Collected data

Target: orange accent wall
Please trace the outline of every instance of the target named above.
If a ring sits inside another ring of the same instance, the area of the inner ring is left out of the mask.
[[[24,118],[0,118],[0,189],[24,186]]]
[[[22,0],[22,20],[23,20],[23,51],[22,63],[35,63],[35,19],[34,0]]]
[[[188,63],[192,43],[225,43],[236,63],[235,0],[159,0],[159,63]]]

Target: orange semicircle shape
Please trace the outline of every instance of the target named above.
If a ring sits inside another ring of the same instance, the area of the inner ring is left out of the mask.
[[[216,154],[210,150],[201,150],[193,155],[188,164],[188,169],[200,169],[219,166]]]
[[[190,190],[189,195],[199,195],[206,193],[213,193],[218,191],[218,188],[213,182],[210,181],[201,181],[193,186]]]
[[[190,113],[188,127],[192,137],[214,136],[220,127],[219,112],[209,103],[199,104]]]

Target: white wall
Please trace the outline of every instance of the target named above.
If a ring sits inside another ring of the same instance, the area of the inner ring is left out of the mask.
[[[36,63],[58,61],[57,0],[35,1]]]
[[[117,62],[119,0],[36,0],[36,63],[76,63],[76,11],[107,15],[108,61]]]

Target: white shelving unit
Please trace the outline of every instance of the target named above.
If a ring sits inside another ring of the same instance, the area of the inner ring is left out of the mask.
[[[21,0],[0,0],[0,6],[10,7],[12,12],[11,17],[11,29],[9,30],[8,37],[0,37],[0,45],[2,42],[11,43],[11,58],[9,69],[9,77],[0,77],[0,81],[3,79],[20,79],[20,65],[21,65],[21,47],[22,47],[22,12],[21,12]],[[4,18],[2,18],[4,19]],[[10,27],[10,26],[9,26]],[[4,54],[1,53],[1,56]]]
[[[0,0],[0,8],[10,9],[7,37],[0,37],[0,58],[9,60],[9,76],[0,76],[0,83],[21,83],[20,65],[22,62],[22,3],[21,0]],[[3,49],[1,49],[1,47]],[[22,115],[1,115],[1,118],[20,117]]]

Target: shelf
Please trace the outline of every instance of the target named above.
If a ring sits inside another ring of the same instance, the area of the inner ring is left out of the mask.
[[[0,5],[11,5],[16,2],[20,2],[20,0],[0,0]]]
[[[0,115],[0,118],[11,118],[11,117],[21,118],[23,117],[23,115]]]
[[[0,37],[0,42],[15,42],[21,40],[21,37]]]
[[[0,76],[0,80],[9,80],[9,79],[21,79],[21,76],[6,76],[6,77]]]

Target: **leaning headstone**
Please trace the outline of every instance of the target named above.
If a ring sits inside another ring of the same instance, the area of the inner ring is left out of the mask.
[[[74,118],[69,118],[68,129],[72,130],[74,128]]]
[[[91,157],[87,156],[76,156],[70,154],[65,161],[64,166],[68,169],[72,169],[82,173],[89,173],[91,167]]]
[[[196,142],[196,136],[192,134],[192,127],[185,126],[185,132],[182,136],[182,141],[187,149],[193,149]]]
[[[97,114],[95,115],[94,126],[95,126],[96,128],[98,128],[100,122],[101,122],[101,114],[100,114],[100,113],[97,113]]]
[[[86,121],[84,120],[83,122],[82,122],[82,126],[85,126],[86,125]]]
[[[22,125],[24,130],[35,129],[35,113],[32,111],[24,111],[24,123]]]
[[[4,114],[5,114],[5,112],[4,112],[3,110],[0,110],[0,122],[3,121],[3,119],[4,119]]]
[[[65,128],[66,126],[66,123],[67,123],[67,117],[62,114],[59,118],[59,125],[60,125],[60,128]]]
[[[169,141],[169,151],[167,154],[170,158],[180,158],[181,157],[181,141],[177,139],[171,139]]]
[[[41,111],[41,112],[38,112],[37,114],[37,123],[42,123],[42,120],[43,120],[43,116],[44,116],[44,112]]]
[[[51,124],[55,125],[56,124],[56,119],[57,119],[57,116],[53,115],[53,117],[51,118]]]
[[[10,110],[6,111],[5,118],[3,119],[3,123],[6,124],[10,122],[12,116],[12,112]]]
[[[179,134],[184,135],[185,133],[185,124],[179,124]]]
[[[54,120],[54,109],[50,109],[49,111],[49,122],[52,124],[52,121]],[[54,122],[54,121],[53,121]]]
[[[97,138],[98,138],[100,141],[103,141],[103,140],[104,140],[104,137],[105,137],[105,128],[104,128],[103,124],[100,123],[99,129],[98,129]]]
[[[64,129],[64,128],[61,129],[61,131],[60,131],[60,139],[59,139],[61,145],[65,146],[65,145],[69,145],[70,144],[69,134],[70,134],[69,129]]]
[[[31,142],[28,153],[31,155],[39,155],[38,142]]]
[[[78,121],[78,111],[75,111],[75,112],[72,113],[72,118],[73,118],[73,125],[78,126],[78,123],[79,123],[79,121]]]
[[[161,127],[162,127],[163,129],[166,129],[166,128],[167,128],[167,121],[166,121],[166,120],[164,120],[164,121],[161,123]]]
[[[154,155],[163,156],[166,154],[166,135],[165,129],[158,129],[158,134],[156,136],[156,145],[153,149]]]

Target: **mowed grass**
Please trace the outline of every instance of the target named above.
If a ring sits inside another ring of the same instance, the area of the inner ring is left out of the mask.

Aim of the exercise:
Write out the records. Leave nothing out and change nothing.

Exercise answer:
Target: orange accent wall
Please trace the outline of every instance of the target named above.
If a ring sits inside another ring of the same instance, the area of the inner ring is left out of the mask.
[[[24,118],[0,118],[0,189],[24,186]]]
[[[22,0],[22,20],[23,20],[23,51],[22,63],[35,63],[35,19],[34,0]]]
[[[188,63],[192,43],[225,43],[236,63],[235,0],[159,0],[159,63]]]

Target: orange semicircle shape
Please trace the outline of every instance of the target named above.
If a ring sits inside another ring of the same instance, the area of the inner ring is left out of the mask.
[[[216,154],[210,150],[201,150],[193,155],[188,164],[188,169],[200,169],[219,166]]]
[[[190,190],[189,195],[199,195],[206,193],[213,193],[218,191],[218,188],[213,182],[210,181],[201,181],[193,186]]]
[[[190,113],[188,127],[192,137],[214,136],[220,127],[219,112],[209,103],[199,104]]]

Target: white wall
Please trace the outline of every instance of the target named above.
If a ring sits inside another ring of the same instance, the area of the inner ring is left out of the mask.
[[[36,63],[58,61],[57,0],[35,1]]]
[[[117,62],[119,0],[36,0],[36,63],[76,63],[76,11],[107,15],[108,61]]]

Target: white shelving unit
Please trace the outline of every instance of the target named above.
If a ring sits inside another ring of the same instance, the area of the inner ring is left out of the mask.
[[[21,0],[0,0],[0,6],[10,7],[12,12],[11,17],[11,29],[9,30],[8,37],[0,37],[0,45],[2,42],[11,43],[11,58],[9,69],[9,77],[0,77],[0,81],[3,79],[20,79],[20,65],[21,65],[21,47],[22,47],[22,12],[21,12]],[[4,18],[2,18],[4,19]],[[10,27],[10,26],[9,26]],[[4,54],[1,53],[1,56]]]
[[[0,0],[0,8],[10,9],[7,37],[0,37],[0,58],[9,60],[9,76],[0,76],[0,83],[21,83],[20,65],[22,62],[22,3],[21,0]],[[3,49],[1,49],[1,47]],[[22,115],[1,115],[1,118],[20,117]]]

Target: shelf
Please trace the outline of every instance of the target named above.
If a ring sits inside another ring of the same instance, the area of the inner ring is left out of the mask.
[[[0,5],[11,5],[16,2],[20,2],[20,0],[0,0]]]
[[[0,115],[0,118],[11,118],[11,117],[21,118],[23,117],[23,115]]]
[[[0,37],[0,42],[15,42],[21,40],[21,37]]]
[[[0,76],[0,80],[9,80],[9,79],[21,79],[21,76],[6,76],[6,77]]]

Target: **leaning headstone**
Please trace the outline of every instance of the target named above.
If a ring sits inside another ring of the same instance, the area of the inner ring is left out of the mask.
[[[74,118],[69,118],[68,129],[72,130],[74,128]]]
[[[91,157],[87,156],[76,156],[70,154],[65,161],[64,166],[68,169],[72,169],[82,173],[89,173],[91,167]]]
[[[196,142],[196,136],[192,134],[192,127],[185,126],[185,132],[182,136],[182,141],[187,149],[193,149]]]
[[[97,114],[95,115],[94,126],[95,126],[96,128],[98,128],[100,122],[101,122],[101,114],[100,114],[100,113],[97,113]]]
[[[86,121],[84,120],[83,122],[82,122],[82,126],[85,126],[86,125]]]
[[[22,125],[24,130],[35,129],[35,113],[32,111],[24,111],[24,123]]]
[[[4,114],[5,114],[5,112],[4,112],[3,110],[0,110],[0,122],[3,121],[3,119],[4,119]]]
[[[65,128],[66,126],[66,123],[67,123],[67,117],[62,114],[59,118],[59,125],[60,125],[60,128]]]
[[[169,141],[169,151],[167,154],[170,158],[180,158],[181,157],[181,141],[177,139],[171,139]]]
[[[41,111],[41,112],[38,112],[37,114],[37,123],[42,123],[42,120],[43,120],[43,116],[44,116],[44,112]]]
[[[51,124],[55,125],[56,124],[56,119],[57,119],[57,116],[53,115],[53,117],[51,118]]]
[[[10,110],[6,111],[5,118],[3,119],[3,123],[6,124],[10,122],[12,116],[12,112]]]
[[[179,134],[184,135],[185,133],[185,124],[179,124]]]
[[[54,120],[54,109],[50,109],[49,111],[49,122],[52,124],[52,121]],[[54,122],[54,121],[53,121]]]
[[[97,138],[98,138],[100,141],[103,141],[103,140],[104,140],[104,137],[105,137],[105,128],[104,128],[103,124],[100,123],[99,129],[98,129]]]
[[[64,129],[64,128],[61,129],[61,131],[60,131],[60,139],[59,139],[61,145],[65,146],[65,145],[69,145],[70,144],[69,134],[70,134],[69,129]]]
[[[31,142],[28,153],[31,155],[39,155],[38,142]]]
[[[78,121],[78,111],[75,111],[75,112],[72,113],[72,118],[73,118],[73,125],[78,126],[78,123],[79,123],[79,121]]]
[[[161,127],[162,127],[163,129],[166,129],[166,128],[167,128],[167,121],[166,121],[166,120],[164,120],[164,121],[161,123]]]
[[[154,155],[163,156],[166,154],[166,135],[165,129],[158,129],[158,134],[156,136],[156,145],[153,149]]]

Target: **mowed grass**
Please trace the outline of every instance of the target named above.
If a ring sits inside another ring of the same instance, the area of the inner ring is left out of the mask.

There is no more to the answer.